### Exercises to complete
• 1. What is the title of Isabel Macdonald's article according to the Lou Dobbs article?
• 2. Please carry the Lou Dobbs article forward from its last sentence.

### Source extract
Lou Dobbs Hired Illegal Immigrants: The Nation

HYPOCRITE

UPDATE: On his radio show Thursday, Lou Dobbs and The Nation's Isabel Macdonald, who wrote the story alleging that Dobbs has been employing undocumented workers for years, sparred over the claims in the magazine's article. Dobbs called the piece a "fairly typical hit piece" and a "smear piece," and repeatedly asked Macdonald if she had found evidence that he had directly employed undocumented immigrants. She countered that his contractors and trainers had been employing undocumented workers for over four years. The two are also slated to appear on Thursday's "Last Word With Lawrence O'Donnell" at 10 PM on MSNBC.

ORIGINAL POST: Lou Dobbs has become notorious for his hard-line stance on undocumented immigrants--and the people who hire them. Yet, as an explosive investigation released Thursday in The Nation uncovered, Dobbs has been relying on undocumented workers for years to maintain the upkeep of his homes and of the horses he bought for his daughter.

In the article, "Lou Dobbs, American Hypocrite," author Isabel Macdonald spoke to at least five undocumented immigrants who were hired by Dobbs. Some were hired to help with the care and transport of the horse Dobbs' daughter Hillary, who is a champion show jumper, used in her professional career. Maconald spoke to one immigrant, whom she called Marco Salinas:

An old friend of Salinas's worked as a groom with some of the horses owned by Dobbs, and he had sent word that Salinas could be hired on as a groom at the Vermont stable contracted to care for the Dobbs Group horses.

### Raw data
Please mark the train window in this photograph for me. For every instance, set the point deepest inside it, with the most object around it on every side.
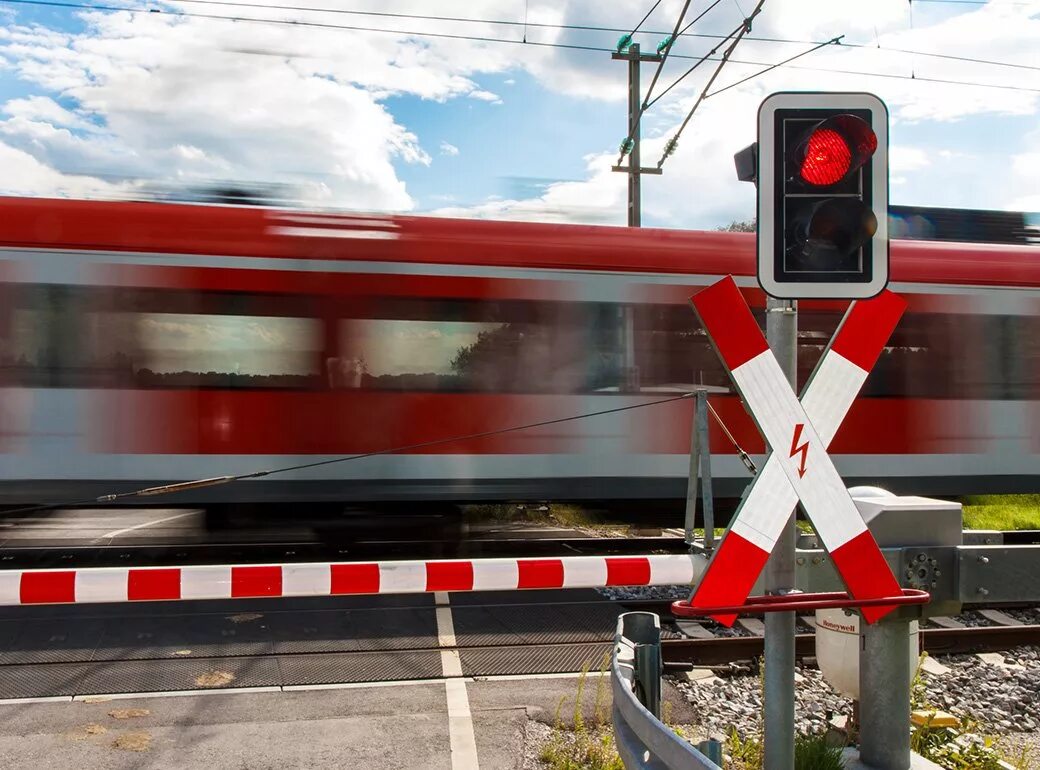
(673, 352)
(22, 344)
(197, 350)
(463, 344)
(77, 336)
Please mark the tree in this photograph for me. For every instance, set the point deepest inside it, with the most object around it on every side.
(747, 226)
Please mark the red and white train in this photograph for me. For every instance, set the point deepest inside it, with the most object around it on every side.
(148, 342)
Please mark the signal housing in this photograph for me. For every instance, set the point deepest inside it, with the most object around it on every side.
(823, 196)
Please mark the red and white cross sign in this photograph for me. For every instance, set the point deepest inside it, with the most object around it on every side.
(799, 433)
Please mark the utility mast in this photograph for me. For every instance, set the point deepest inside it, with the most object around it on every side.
(631, 145)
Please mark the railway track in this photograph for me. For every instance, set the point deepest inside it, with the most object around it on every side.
(84, 650)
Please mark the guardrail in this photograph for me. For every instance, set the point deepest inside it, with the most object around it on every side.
(642, 739)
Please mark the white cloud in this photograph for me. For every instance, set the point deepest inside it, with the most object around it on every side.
(163, 98)
(23, 175)
(485, 96)
(903, 158)
(46, 109)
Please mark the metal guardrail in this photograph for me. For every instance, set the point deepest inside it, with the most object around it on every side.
(642, 739)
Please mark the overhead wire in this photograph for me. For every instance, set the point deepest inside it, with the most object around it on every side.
(512, 23)
(833, 41)
(214, 481)
(484, 39)
(671, 145)
(669, 42)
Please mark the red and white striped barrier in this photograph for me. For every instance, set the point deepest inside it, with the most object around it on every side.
(799, 434)
(252, 581)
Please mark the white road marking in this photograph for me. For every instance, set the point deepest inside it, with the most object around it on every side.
(299, 688)
(117, 533)
(170, 694)
(461, 736)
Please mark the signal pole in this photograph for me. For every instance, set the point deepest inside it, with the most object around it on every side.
(634, 170)
(781, 333)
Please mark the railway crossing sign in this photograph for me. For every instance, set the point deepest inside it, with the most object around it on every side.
(799, 433)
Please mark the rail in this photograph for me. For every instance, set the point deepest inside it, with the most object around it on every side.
(642, 739)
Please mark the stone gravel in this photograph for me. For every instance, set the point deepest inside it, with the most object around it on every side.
(1028, 615)
(630, 593)
(723, 702)
(1004, 698)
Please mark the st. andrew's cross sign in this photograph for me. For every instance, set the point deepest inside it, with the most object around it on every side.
(799, 433)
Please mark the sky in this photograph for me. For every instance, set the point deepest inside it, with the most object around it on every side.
(502, 111)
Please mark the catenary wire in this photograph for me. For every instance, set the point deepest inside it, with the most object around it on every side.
(214, 481)
(644, 19)
(481, 39)
(835, 41)
(511, 23)
(653, 82)
(746, 27)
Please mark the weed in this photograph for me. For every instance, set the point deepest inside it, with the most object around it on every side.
(812, 752)
(745, 753)
(955, 748)
(582, 748)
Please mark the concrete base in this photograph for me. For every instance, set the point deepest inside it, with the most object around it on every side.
(851, 756)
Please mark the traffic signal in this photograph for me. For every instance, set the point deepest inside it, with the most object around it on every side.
(823, 195)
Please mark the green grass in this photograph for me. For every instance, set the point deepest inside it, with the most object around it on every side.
(1002, 512)
(583, 746)
(811, 752)
(561, 514)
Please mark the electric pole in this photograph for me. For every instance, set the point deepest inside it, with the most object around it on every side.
(630, 146)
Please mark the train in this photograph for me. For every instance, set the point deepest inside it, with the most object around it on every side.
(144, 343)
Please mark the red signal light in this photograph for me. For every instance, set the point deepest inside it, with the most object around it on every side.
(827, 157)
(834, 148)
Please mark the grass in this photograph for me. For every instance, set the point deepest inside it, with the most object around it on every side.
(957, 748)
(585, 746)
(1002, 512)
(560, 514)
(811, 752)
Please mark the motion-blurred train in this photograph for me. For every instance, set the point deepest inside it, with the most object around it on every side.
(149, 342)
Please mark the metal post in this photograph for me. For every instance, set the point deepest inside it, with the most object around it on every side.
(701, 414)
(695, 463)
(884, 695)
(633, 131)
(781, 331)
(648, 675)
(700, 469)
(634, 169)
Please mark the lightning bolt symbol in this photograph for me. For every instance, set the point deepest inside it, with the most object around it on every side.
(797, 448)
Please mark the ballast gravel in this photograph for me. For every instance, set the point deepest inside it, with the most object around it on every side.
(639, 593)
(1003, 697)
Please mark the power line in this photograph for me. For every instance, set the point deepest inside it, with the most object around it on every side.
(477, 39)
(666, 49)
(834, 41)
(214, 481)
(544, 25)
(744, 29)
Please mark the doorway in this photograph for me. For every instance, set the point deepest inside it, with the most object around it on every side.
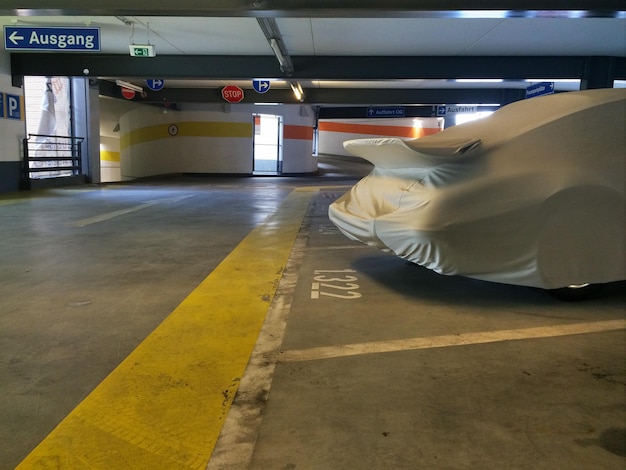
(268, 144)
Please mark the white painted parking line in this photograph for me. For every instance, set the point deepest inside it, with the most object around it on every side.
(462, 339)
(110, 215)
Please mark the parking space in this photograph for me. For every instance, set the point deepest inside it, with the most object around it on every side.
(364, 360)
(388, 365)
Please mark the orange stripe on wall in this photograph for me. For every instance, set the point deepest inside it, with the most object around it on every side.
(391, 131)
(297, 132)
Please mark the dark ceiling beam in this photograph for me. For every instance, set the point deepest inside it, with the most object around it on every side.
(326, 96)
(306, 67)
(319, 8)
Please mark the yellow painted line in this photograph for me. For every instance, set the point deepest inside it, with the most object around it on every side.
(463, 339)
(163, 407)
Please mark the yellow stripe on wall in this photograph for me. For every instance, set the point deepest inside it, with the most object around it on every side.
(163, 407)
(187, 129)
(109, 156)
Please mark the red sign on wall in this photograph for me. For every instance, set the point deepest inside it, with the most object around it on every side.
(232, 93)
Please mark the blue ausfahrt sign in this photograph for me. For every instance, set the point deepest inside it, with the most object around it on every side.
(385, 111)
(538, 89)
(51, 38)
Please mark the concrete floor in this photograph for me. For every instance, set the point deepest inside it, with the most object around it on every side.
(398, 368)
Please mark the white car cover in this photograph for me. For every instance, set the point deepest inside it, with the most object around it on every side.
(532, 195)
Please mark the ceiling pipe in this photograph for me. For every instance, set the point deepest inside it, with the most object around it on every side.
(275, 40)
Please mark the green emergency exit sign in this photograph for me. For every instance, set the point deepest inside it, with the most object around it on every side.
(142, 50)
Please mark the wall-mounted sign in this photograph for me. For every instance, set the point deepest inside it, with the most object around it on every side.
(13, 106)
(51, 38)
(385, 111)
(261, 86)
(142, 50)
(538, 89)
(155, 84)
(446, 109)
(232, 93)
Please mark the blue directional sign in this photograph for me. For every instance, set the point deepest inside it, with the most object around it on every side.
(14, 107)
(155, 84)
(51, 38)
(385, 111)
(261, 86)
(538, 89)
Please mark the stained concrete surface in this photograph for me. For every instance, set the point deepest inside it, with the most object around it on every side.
(79, 291)
(546, 403)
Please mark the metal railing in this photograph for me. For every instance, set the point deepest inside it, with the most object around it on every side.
(51, 156)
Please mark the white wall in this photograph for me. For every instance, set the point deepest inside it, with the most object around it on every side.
(213, 138)
(12, 131)
(334, 132)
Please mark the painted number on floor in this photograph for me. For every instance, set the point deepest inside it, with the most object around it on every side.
(335, 283)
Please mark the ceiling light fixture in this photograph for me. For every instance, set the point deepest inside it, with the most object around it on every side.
(297, 91)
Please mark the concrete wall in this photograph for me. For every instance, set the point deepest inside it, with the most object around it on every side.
(12, 131)
(216, 138)
(334, 132)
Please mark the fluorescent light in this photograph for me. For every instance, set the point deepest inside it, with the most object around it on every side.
(129, 85)
(279, 54)
(479, 80)
(297, 91)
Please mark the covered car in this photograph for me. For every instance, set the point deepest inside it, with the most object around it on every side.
(532, 195)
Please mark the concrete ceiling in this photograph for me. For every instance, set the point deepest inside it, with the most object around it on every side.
(222, 30)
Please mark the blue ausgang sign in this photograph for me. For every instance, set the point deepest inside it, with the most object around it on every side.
(386, 111)
(538, 89)
(51, 38)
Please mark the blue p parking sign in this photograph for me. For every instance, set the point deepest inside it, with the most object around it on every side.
(13, 106)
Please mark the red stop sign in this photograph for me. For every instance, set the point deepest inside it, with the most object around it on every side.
(232, 93)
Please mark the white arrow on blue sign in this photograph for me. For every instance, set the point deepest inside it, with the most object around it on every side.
(51, 38)
(155, 84)
(261, 86)
(385, 111)
(538, 89)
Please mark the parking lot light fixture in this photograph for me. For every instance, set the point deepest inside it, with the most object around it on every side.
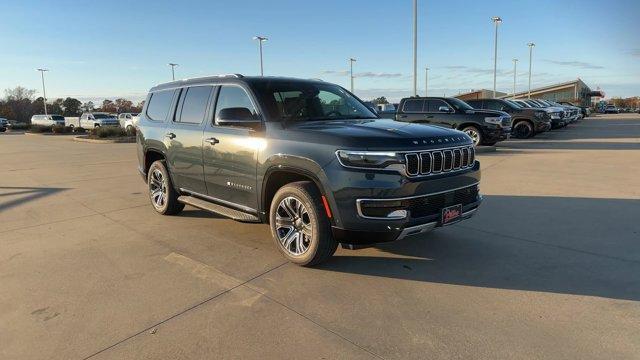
(515, 67)
(531, 46)
(426, 80)
(415, 47)
(44, 92)
(261, 39)
(497, 21)
(351, 61)
(173, 74)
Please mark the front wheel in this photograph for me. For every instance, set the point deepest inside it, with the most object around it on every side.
(474, 133)
(163, 196)
(299, 225)
(523, 130)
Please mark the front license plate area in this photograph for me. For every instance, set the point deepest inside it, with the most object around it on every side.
(451, 214)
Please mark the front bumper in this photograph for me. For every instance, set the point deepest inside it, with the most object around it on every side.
(347, 188)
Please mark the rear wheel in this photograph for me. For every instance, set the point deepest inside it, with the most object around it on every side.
(474, 133)
(522, 129)
(163, 196)
(299, 225)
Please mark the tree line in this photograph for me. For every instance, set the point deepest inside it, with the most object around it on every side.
(20, 104)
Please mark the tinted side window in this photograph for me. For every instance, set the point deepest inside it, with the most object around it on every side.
(159, 105)
(233, 97)
(434, 105)
(414, 105)
(194, 104)
(494, 105)
(476, 104)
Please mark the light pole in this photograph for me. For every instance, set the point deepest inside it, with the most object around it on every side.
(415, 47)
(44, 92)
(531, 46)
(351, 61)
(260, 39)
(515, 66)
(426, 80)
(496, 20)
(173, 74)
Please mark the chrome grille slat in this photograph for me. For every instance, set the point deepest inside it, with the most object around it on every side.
(433, 162)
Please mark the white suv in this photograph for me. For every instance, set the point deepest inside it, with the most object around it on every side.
(92, 120)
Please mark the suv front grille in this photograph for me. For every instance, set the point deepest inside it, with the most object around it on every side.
(420, 206)
(439, 161)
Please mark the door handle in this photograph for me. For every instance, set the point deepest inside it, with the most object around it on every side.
(211, 141)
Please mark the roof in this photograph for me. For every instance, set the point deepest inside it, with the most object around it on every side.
(548, 88)
(227, 78)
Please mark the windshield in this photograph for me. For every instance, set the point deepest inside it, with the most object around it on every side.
(291, 100)
(459, 104)
(102, 116)
(515, 104)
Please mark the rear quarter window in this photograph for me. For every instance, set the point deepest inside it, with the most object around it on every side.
(159, 105)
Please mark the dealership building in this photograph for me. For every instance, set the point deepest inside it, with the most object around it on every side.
(576, 92)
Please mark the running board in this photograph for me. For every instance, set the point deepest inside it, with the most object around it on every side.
(218, 209)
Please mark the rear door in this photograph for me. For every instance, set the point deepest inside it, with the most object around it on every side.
(184, 138)
(413, 110)
(231, 152)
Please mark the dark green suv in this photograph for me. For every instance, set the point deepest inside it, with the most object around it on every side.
(305, 156)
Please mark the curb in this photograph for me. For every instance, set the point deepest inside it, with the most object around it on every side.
(485, 149)
(121, 140)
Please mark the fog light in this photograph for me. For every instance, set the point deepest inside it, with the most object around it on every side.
(401, 214)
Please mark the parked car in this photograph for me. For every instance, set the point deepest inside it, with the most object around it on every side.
(127, 120)
(96, 119)
(485, 127)
(47, 120)
(611, 109)
(525, 122)
(556, 114)
(305, 156)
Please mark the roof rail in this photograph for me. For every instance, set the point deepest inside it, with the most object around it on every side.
(229, 75)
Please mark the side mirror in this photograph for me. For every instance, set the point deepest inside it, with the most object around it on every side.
(237, 117)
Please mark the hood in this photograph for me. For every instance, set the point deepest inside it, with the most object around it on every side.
(374, 134)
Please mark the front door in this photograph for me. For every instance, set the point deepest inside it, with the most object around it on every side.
(231, 153)
(184, 138)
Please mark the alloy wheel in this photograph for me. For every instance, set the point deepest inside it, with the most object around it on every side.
(158, 189)
(293, 226)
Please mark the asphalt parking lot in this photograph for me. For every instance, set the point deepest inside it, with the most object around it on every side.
(549, 268)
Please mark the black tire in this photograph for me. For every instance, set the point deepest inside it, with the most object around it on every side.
(320, 245)
(523, 129)
(474, 133)
(170, 204)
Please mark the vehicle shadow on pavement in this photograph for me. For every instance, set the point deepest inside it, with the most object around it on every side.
(11, 196)
(593, 252)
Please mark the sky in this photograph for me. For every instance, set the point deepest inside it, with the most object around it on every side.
(122, 48)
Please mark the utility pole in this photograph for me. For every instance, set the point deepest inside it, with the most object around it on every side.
(426, 80)
(496, 20)
(173, 74)
(261, 39)
(415, 47)
(351, 61)
(515, 67)
(531, 46)
(44, 92)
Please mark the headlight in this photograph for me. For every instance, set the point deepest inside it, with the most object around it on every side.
(369, 159)
(493, 120)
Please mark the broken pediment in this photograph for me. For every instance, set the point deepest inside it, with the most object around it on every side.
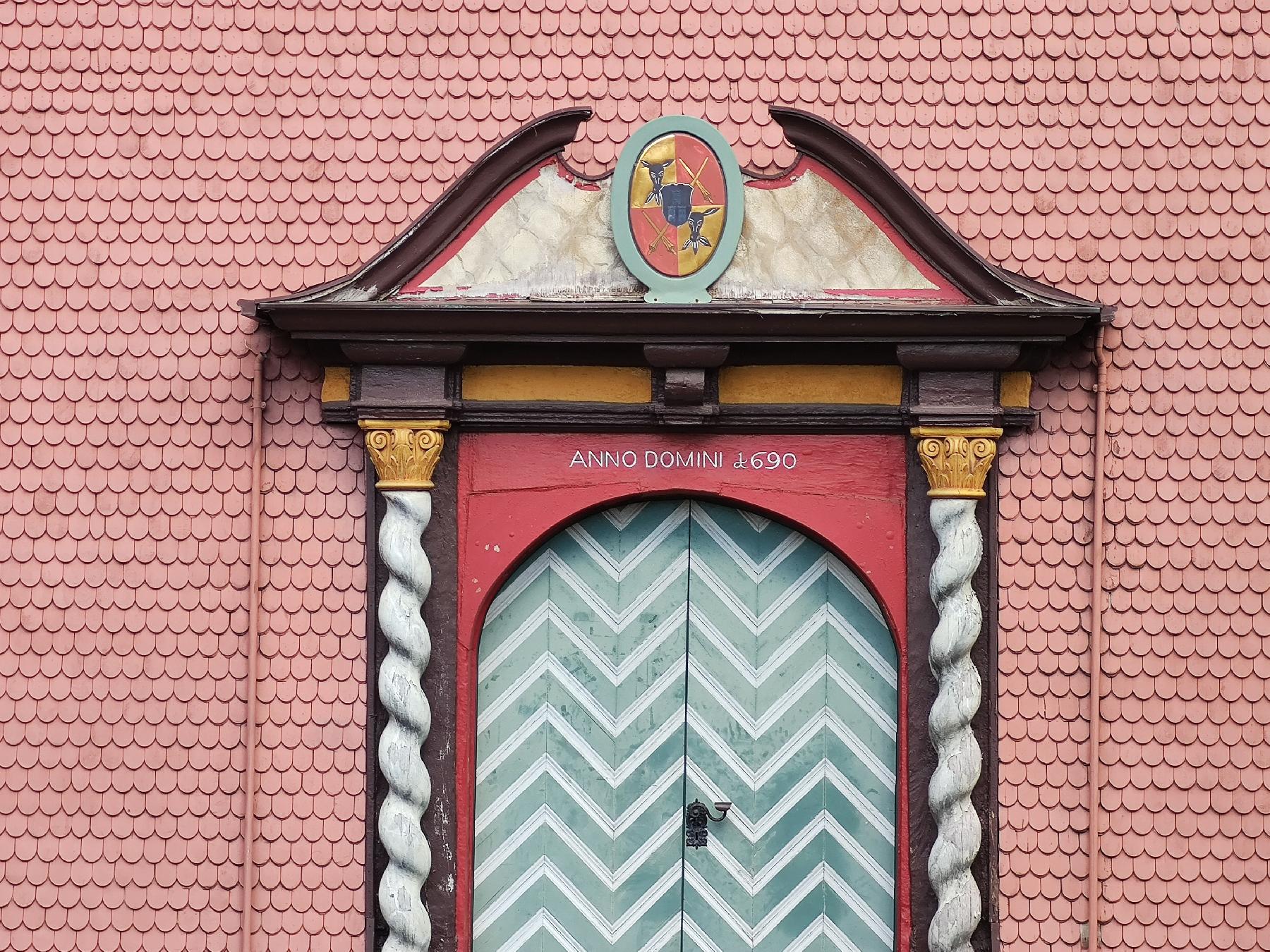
(806, 236)
(835, 255)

### Answers given
• 1. "Lou Dobbs, American Hypocrite."

• 2.
Salinas got the job, he said, and worked at it for more than two years without documents until he was finally able to obtain a guest-worker visa designed for seasonal foreign workers (the same kind of visa denounced as a form of "indentured servitude" on Dobbs's CNN show).

I asked Salinas, still clad in his work clothes--a polo shirt and jeans--about Dobbs, the owner of the horses he cared for. But the father of three simply flashed a disarming grin, let out an easygoing laugh and politely declined to comment.

Macdonald spoke to other immigrants who worked in Dobbs' gardens, including a man named Rodrigo Ortega. Ortega told her about meeting Dobbs, who introduced himself in Spanish as "Luis." Ortega also said that Dobbs "knew very well that the majority of us didn't have papers," but that this "was never a problem."

Dobbs also neglected to pay Ortega and the other gardeners any overtime, even though they worked a fifty-hour week. Macdonald writes that this was consistent with Dobbs' overall treatment of his workers.